- _Stated problem_
Without including any pictures, write out all the entries exactly.

═════ The data ═════

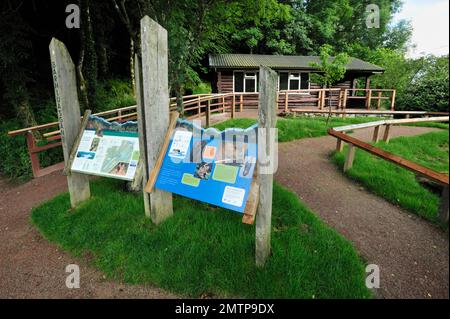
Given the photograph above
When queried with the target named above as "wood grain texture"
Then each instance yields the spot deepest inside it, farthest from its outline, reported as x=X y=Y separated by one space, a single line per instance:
x=156 y=106
x=149 y=188
x=68 y=109
x=141 y=130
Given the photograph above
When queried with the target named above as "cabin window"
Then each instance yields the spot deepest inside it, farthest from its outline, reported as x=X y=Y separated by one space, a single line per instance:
x=293 y=81
x=246 y=82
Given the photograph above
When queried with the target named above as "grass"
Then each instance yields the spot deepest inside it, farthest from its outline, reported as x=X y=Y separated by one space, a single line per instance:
x=203 y=250
x=398 y=185
x=290 y=129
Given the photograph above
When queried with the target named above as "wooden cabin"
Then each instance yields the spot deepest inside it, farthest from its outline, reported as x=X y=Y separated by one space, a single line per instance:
x=238 y=73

═════

- _Solution for this exercise_
Given the photograph above
When queried with the target named above as "wood grain texture"
Then each instance yields the spot deepest inside it, farthest from its outline, reported as x=X y=Y separated by one space, a single line per instance:
x=156 y=106
x=149 y=188
x=68 y=109
x=141 y=130
Given the photograph above
When queried with the target named above as "cabin window"
Then each instance yields the spot deepest inside it, farthest from its outline, reported as x=X y=Y separated by one space, a single line per instance:
x=293 y=81
x=246 y=82
Given the photograph above
When queried with the target named above as "grass"
Then each instance yields the spot deepest inside it, farthest from its outline, reported as x=X y=Y separated by one space, a single line per instance:
x=203 y=250
x=398 y=185
x=290 y=129
Given the photograph above
When queried with the target named above as "wooden cabin"
Then each instance yields the spot deepest inside it, farthest from its outline, reported as x=X y=Y separated by one space, a single line per instance:
x=238 y=73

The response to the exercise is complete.